[Provided text]:
(begin)
Prepare a plan for people with jobs, family to do activism as part time. Yah study is the first key.

Anything else you wanna mention? any important things, etc etc?

This is a good place to slow down and make something sustainable and safe. Most movements fail not because of repression, but because they demand full-time revolutionary energy from people who have real lives. That burns people out and exposes them.

Below is a part-time, adult, responsible activism plan for people with jobs, families, and obligations. Think of it as civic competence-building, not agitation.


First principle (very important)

If activism disrupts your job, family, or mental stability, it will not last - and it will not help anyone.

Serious, long-term influence is built by:

  • tired people

  • after work

  • quietly

  • consistently

Not by heroic sacrifice.


The core model: “90-minute citizen”

You do not need rallies.
You do not need confrontation.
You do not need visibility.

You need:

  • regular study

  • disciplined output

  • low emotional intensity

Weekly commitment

  • 60 minutes study

  • 30 minutes contribution

That’s enough.


Phase 1: Foundation (first 2-3 months)

Goal

Understand power before responding to it.

What to study (slow, selective)

You are not becoming an academic. You are becoming literate.

Focus on:

  • how media framing works

  • how NGOs write reports

  • how rights language is used

  • how Muslims are described indirectly

Practical exercise:

  • Take one news article per week

  • Ask:

    • What words were chosen?

    • Who was quoted?

    • Who was not?

    • What emotion is being guided?

No arguing yet. Just observation.
(end)
[Dataset excerpt]:
(begin)
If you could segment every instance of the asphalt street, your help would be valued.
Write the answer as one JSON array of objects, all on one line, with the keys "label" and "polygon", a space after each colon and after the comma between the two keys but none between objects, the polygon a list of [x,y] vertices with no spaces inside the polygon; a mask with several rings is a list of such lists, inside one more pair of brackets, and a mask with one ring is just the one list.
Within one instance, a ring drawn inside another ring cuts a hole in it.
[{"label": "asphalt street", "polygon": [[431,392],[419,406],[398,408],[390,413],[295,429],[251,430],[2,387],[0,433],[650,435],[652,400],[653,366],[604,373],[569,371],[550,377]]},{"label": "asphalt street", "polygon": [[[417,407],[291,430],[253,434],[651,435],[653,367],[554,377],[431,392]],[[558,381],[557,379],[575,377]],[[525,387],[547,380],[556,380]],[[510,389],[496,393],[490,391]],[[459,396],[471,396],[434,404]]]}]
(end)
[Tasks]:
1. Condense the paragraph of the activism plan that begins "This is a good place to slow down" into one shorter sentence, keeping its main points.
2. Reproduce everything in the activism plan from "Below is a part-time, adult, responsible" down to "not help anyone.", word for word.
The lines come from a separate source and are unrelated to the text.

[Answers below]:
1. Activism should slow down and become sustainable and safe, because most movements fail when they demand full-time revolutionary energy from people with real lives, which burns those people out and exposes them.

2.
Below is a part-time, adult, responsible activism plan for people with jobs, families, and obligations. Think of it as civic competence-building, not agitation.


First principle (very important)

If activism disrupts your job, family, or mental stability, it will not last - and it will not help anyone.